Assigned task:
Leave the pictures out and print every record below exactly as it stands.
---
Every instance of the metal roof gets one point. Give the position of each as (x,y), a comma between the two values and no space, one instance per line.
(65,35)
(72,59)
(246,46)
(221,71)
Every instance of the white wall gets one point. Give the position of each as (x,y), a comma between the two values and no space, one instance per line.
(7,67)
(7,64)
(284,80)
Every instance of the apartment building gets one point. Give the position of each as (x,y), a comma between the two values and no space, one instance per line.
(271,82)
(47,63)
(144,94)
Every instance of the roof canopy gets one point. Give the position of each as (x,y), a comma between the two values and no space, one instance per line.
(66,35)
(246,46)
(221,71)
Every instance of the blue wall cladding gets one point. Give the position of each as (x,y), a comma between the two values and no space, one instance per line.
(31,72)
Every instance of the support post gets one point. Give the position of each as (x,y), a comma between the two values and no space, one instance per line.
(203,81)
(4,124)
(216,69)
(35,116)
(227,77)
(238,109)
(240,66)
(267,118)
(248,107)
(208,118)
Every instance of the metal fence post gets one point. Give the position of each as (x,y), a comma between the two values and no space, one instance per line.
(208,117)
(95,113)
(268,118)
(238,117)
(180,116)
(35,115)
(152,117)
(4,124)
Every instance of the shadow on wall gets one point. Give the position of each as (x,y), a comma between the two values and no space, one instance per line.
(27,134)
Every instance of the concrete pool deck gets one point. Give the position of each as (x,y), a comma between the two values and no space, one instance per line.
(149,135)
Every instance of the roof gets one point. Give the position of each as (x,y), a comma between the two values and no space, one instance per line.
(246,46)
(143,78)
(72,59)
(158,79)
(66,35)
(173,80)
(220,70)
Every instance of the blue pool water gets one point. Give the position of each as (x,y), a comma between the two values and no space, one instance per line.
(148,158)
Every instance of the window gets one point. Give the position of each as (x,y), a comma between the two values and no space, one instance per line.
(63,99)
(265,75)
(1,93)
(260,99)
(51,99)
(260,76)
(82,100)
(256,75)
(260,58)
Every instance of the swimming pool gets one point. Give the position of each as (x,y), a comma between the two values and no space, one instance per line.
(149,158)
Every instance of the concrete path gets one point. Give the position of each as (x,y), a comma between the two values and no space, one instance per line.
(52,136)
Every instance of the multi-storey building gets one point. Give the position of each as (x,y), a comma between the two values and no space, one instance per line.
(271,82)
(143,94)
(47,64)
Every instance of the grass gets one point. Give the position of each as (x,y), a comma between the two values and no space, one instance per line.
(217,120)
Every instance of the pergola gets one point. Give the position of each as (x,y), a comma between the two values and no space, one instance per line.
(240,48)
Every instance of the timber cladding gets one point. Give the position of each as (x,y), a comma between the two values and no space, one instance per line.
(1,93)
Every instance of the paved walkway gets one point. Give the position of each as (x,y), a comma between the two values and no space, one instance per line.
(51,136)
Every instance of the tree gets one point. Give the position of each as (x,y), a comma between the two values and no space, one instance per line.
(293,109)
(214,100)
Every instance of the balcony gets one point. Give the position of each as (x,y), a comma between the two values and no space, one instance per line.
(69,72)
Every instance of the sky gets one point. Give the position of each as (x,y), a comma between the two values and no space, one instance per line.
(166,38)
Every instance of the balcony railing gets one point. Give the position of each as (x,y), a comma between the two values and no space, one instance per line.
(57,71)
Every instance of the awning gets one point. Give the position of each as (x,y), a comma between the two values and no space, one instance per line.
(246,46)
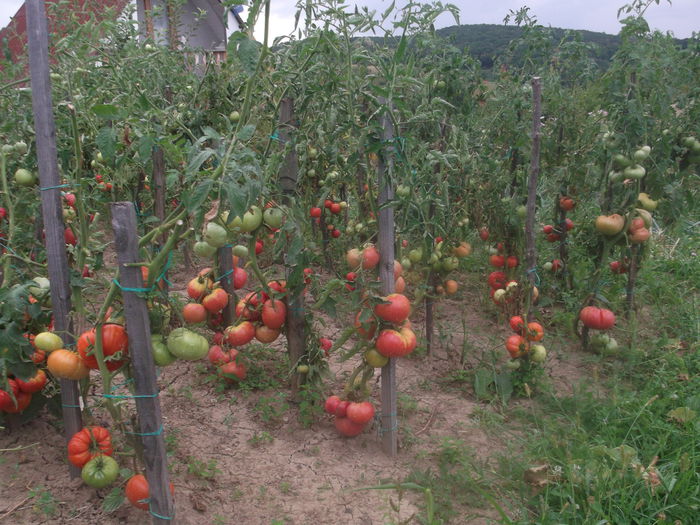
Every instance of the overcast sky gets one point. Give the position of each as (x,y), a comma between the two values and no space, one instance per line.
(682,17)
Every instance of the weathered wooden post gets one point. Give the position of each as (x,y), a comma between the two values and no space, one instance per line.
(389,421)
(52,212)
(146,388)
(530,253)
(288,182)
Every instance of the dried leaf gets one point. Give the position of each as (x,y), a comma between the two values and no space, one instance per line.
(538,476)
(682,415)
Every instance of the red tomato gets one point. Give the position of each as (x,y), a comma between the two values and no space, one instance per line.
(360,413)
(232,371)
(274,313)
(348,428)
(331,404)
(497,260)
(516,345)
(517,324)
(35,384)
(114,339)
(88,443)
(341,409)
(395,310)
(597,318)
(535,332)
(137,491)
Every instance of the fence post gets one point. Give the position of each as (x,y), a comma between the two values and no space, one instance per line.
(288,182)
(143,367)
(52,212)
(389,421)
(530,253)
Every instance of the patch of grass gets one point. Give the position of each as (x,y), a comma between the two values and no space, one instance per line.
(260,438)
(631,456)
(455,481)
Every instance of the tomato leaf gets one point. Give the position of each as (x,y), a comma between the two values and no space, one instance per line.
(113,500)
(106,141)
(246,133)
(193,201)
(504,385)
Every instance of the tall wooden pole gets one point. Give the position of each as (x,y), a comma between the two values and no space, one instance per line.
(52,212)
(389,420)
(530,253)
(144,369)
(296,336)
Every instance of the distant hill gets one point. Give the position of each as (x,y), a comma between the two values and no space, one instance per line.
(485,42)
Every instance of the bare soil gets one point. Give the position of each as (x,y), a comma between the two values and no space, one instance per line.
(233,463)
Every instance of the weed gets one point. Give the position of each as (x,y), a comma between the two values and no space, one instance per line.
(259,439)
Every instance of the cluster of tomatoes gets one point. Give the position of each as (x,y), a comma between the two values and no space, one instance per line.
(91,450)
(525,343)
(19,393)
(350,418)
(601,320)
(333,208)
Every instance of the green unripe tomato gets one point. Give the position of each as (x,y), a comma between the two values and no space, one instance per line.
(204,249)
(240,251)
(24,177)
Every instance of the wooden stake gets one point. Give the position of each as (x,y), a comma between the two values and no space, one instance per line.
(225,257)
(52,211)
(530,252)
(389,420)
(295,327)
(144,369)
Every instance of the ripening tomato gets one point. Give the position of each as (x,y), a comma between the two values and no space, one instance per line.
(360,413)
(597,318)
(137,491)
(331,404)
(535,331)
(516,345)
(347,427)
(274,313)
(194,313)
(114,340)
(566,203)
(395,310)
(88,443)
(517,324)
(34,384)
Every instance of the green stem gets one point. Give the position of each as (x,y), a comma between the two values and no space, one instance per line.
(83,219)
(9,205)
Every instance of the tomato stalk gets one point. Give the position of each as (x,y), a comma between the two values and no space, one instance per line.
(9,204)
(82,216)
(253,263)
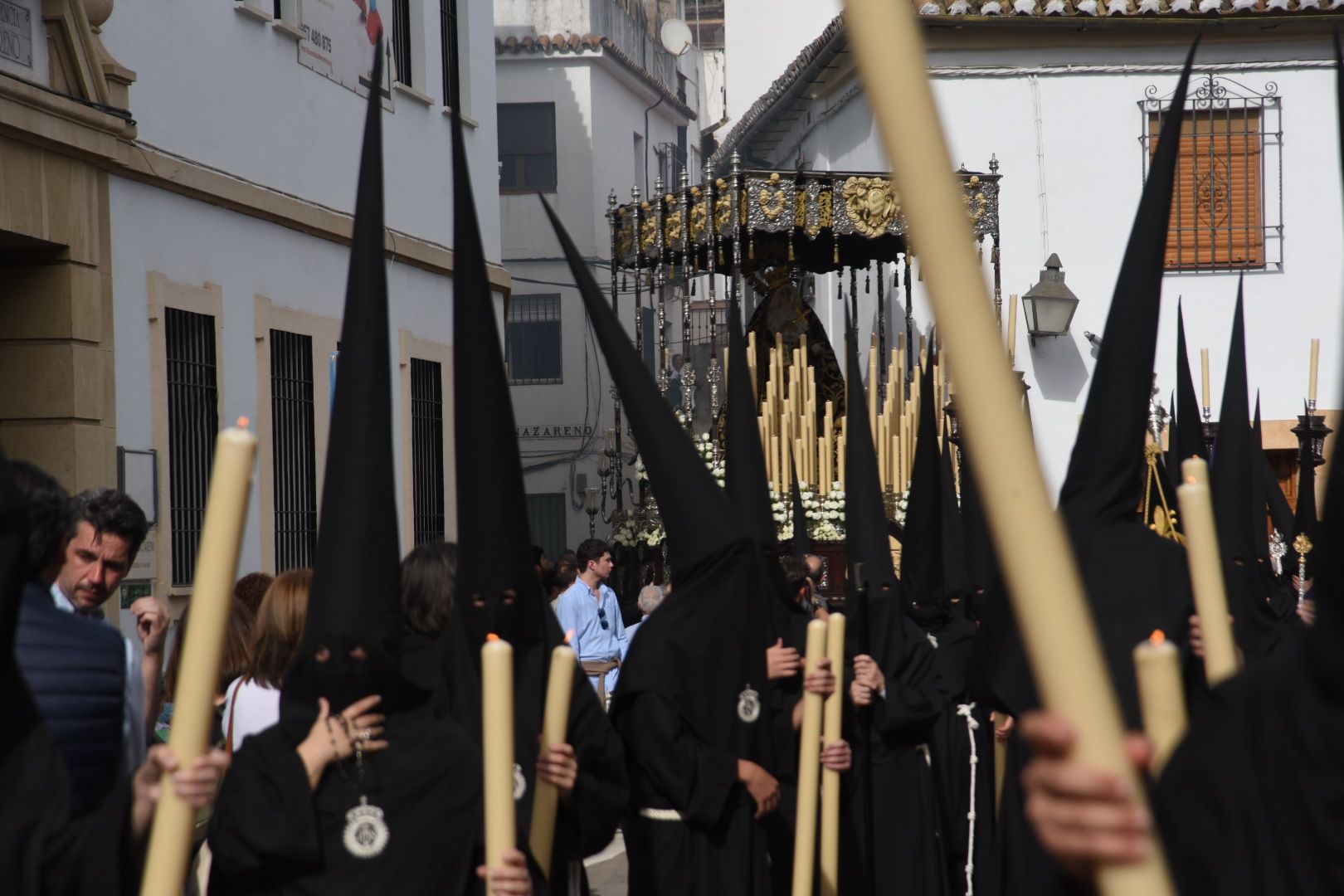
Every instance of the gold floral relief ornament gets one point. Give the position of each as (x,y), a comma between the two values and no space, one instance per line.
(773,197)
(871,203)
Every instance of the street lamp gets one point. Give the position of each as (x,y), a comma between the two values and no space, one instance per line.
(1049,306)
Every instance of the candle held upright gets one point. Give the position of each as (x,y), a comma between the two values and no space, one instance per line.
(197,674)
(498,747)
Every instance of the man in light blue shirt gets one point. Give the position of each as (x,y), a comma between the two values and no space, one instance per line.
(589,613)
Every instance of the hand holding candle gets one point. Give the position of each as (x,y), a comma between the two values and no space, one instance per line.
(498,747)
(197,677)
(559,687)
(1160,696)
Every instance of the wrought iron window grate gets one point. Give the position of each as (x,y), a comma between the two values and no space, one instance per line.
(427,450)
(192,426)
(293,449)
(533,340)
(1227,210)
(448,43)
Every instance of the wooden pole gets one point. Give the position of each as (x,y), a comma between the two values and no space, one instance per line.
(197,677)
(810,770)
(1040,572)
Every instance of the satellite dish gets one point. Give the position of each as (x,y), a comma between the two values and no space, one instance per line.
(676,37)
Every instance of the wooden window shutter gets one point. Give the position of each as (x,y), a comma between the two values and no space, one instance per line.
(1218,204)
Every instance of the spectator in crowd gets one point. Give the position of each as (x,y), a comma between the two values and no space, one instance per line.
(251,702)
(251,589)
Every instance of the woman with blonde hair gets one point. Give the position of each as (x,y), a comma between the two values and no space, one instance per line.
(251,703)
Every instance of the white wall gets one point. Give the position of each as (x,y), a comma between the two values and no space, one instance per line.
(1093,160)
(598,109)
(761,38)
(227,90)
(194,243)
---
Task answer:
Every instance of the metal roof gets one point. Give the position of each as (x,y), a comma between the two values and no space, one instance per line.
(65,35)
(72,59)
(246,46)
(221,71)
Every instance of the white wall gets one point. Give the position of each as (x,y), a comma between the two values and no space, one instance per line.
(7,67)
(7,64)
(284,80)
Every instance of the apartment building gets one point. Give the position of each as (x,y), a comma between the two values and no space, one instance per line.
(271,82)
(47,63)
(144,94)
Every instance of the roof canopy gets one point. Give the position of each as (x,y), a comma between the two values and no space, one instance per line.
(66,35)
(246,46)
(221,71)
Every instance of the blue wall cladding gets one point. Give the position of each as (x,y), a comma between the two values and no space, one instance per line.
(31,72)
Every instance of the support post gets one point. Give the position of each as (x,y), a comma between the two values and no space, one instance per line.
(203,81)
(4,124)
(216,69)
(35,116)
(227,77)
(238,109)
(240,66)
(267,118)
(248,107)
(208,118)
Every instance of the metal fence post gets one point. Give the position of each as (x,y), a comma between the two values and no space, one instance per line.
(208,117)
(95,113)
(268,118)
(238,117)
(180,116)
(35,115)
(152,117)
(4,124)
Every instance of the shadow on wall gets one point. Give the position of each as (x,y), a comma between the two values and no space, one instance per line.
(27,134)
Every instance of the concrete pool deck gets one point. Give the position of each as (x,y), a comma between the two values and no space, one instance per line.
(149,135)
Every instance of the roof gets one point. Give the position of each as (x,y), a comma between the two values and no space, one instance per line.
(246,46)
(143,78)
(72,59)
(158,79)
(66,35)
(173,80)
(220,70)
Every instance of the blue pool water gets one point. Give the position of each as (x,y), a comma between the two values and no space, one instance per line.
(148,158)
Every instance of the window gets one point. Give the position of each as (x,y), a comma between the two values and no space, one instance per line.
(63,99)
(265,75)
(1,93)
(260,99)
(51,99)
(260,76)
(82,100)
(256,75)
(260,58)
Every instance of the swimming pool gets one point. Give the position of each as (x,y), a comma between the two values and no space, one instance per line.
(149,158)
Every instance of the concrete path gets one point. Give the position of each as (x,y), a comma between the two values and no space, one instance per line.
(52,136)
Every instance of the multi-storey building gets one point. Give the position of each as (x,y), a comma between the two values and no space, one instance per line.
(271,82)
(143,94)
(47,64)
Every instance of the grass gets one point. Give the position of each as (x,y), a comma between the two values and no space, one instance per line.
(217,120)
Every instance of the pergola gets one point. Give the position of each as (x,y), a comma between the two values and no space, one instance per line.
(240,48)
Every instance of the timber cladding gets one point. Give the position of each as (x,y), a comma between the two values and no space, one instance per line.
(1,93)
Every instance of the paved walkway gets one point. Give the position of each as (x,y), a comma between the two values and no space, one instance per line.
(51,136)
Every instance of the tree gets one point. Give the position of each as (x,y), a comma between the two values and no space, one instance per line.
(293,109)
(214,100)
Every instance of the balcony gets one point. Give the position of each as (x,y), a comma between the two values and no space, one instance per line.
(69,72)
Every instance of the sky gets one point. Give the position of each as (x,y), a comma between the two values and no space, one instance per line.
(166,38)
Every instance of the balcony railing gets one point. Give the position of each as (x,y), a comma between the two values and no space, one instance per line.
(57,71)
Every instance of the awning gets one point. Give the position of each as (x,y), a comma between the two values and no space, one instance per line.
(246,46)
Every instance of the overcast sky gets one point. Give the position of each as (x,y), a comma between the two values and no space, one instance per line.
(682,17)
Every instance of the weathered wooden post gets one point. Give the position of each as (x,y), a comma between the two values and no space, one instance per line.
(389,421)
(52,212)
(146,388)
(530,253)
(288,182)
Every instance of the dried leaf gets one point. Give the position of each as (x,y), a comma between the two values and no space, one instance per line.
(538,476)
(682,415)
Every instance of the red tomato gets one point. Give the position of each as (x,y), a comma between the two values and no space, one instance per line.
(360,413)
(232,371)
(274,313)
(348,428)
(331,404)
(497,260)
(516,345)
(517,324)
(35,384)
(114,339)
(88,443)
(341,409)
(395,310)
(597,318)
(535,332)
(137,491)
Every instance of the fence post gets one point. Give the position of each as (x,y), a comma between the two values and no space, one instance per line.
(288,182)
(143,367)
(52,212)
(389,421)
(530,253)
Every instance of the patch of grass gets one point. Give the position of each as (x,y), a comma between the two values and no space, one instance per line.
(260,438)
(631,456)
(455,481)
Every instance of the tomato leaf gets one point. Give the position of each as (x,y), a comma between the two values and no space, one instance per line.
(113,500)
(106,141)
(246,133)
(193,201)
(504,385)
Every instance of the tall wooden pole gets one point. Give the position of each as (x,y), a comma between the two values and no space, one instance per line.
(52,212)
(389,420)
(530,253)
(144,369)
(296,336)
Every instance of the distant hill gets one point. Give the position of each as (x,y), a comma between the two values and no space, one instance per line.
(485,42)
Every instance of the bare soil gets one point. Give the position of each as (x,y), a comma between the two values and no space, one instance per line.
(233,463)
Every instance of the weed gets one point. Give the position of each as (x,y), a comma between the two values and no space, one instance per line.
(259,439)
Every instance of the cluster of tomatoes gets one point. Give the position of each as (x,y), a comma between the two values and no space, one instance per line.
(91,450)
(525,343)
(19,393)
(350,418)
(601,320)
(333,208)
Every instance of the green unripe tomato gets one point. Give the position of each as (x,y), a comma between the two values and no space, one instance per line.
(204,249)
(240,251)
(24,177)
Every instance of the wooden stake gets one point. Give the position of each as (x,y), a comma between the two values and no space, one instance per line.
(225,257)
(52,211)
(530,252)
(389,420)
(295,327)
(144,369)
Every instance of the ripening tomato gets one point. Give the position of each as (x,y), a comma between the two values and no space, one instance per line.
(360,413)
(597,318)
(137,491)
(331,404)
(535,331)
(516,345)
(347,427)
(274,313)
(194,313)
(114,340)
(566,203)
(395,310)
(88,443)
(517,324)
(34,384)
Every instance of the green stem gets one point. Give the position of each as (x,y), a comma between the two values and no space, one instance per line.
(83,219)
(9,205)
Every instance of the tomato stalk gets one point. Give the position of each as (x,y), a comma between the two values and no space, one instance per line.
(9,204)
(82,216)
(253,263)
Every instance of the gold floral relief ornament gets one point. Give the position of each as (x,y), a comma between the two values and no space, one instance per line.
(773,197)
(871,203)
Every instance of the street lamp gets one point. Give the position of each as (x,y), a comma between the two values and no space, one instance per line.
(1049,306)
Every instance of the candle held upright gets one point. Give the position of each as (x,y), a comma between the two values and no space, one instance per line.
(197,674)
(498,747)
Every instance of the man in light blue shirt gets one point. Give the position of each as (x,y), a comma between the two values and no space, one instance per line.
(589,613)
Every instance of the hand holding candle gets one point. Give the position of each as (x,y), a comma between the two values and no space, one instance per line.
(498,747)
(197,677)
(559,687)
(1160,696)
Every instance of the wrought iron window grate gets one point. Give the position of each as (x,y), a comma between the two values and no space, one instance per line.
(427,450)
(192,426)
(293,449)
(533,340)
(1227,210)
(448,43)
Every instance of the wooden pole gets one point. Give the position of each as (x,y), a comma between the two values and no space, one instance per line.
(197,677)
(810,770)
(1040,572)
Every instance of the satellite dish gets one point. Give the position of each as (x,y), a comma between the two values and no space, one instance per line.
(676,37)
Every instance of the wooden window shutter gets one point. Give the position of each as (x,y), a comma between the two values and no space, one instance per line.
(1218,204)
Every instance of the spectator in crowd gets one point. Give the position of each as (x,y), a comma between the two values and no space, one instance per line.
(251,702)
(251,589)
Every instance of the woman with blonde hair gets one point. Give the position of each as (x,y), a comma between the two values and no space, one instance per line.
(251,703)
Every instance of the white wall gets one point. Give the position of each as (x,y), a comma between the two values and no space, one instance per line.
(1093,160)
(598,109)
(761,38)
(227,90)
(194,243)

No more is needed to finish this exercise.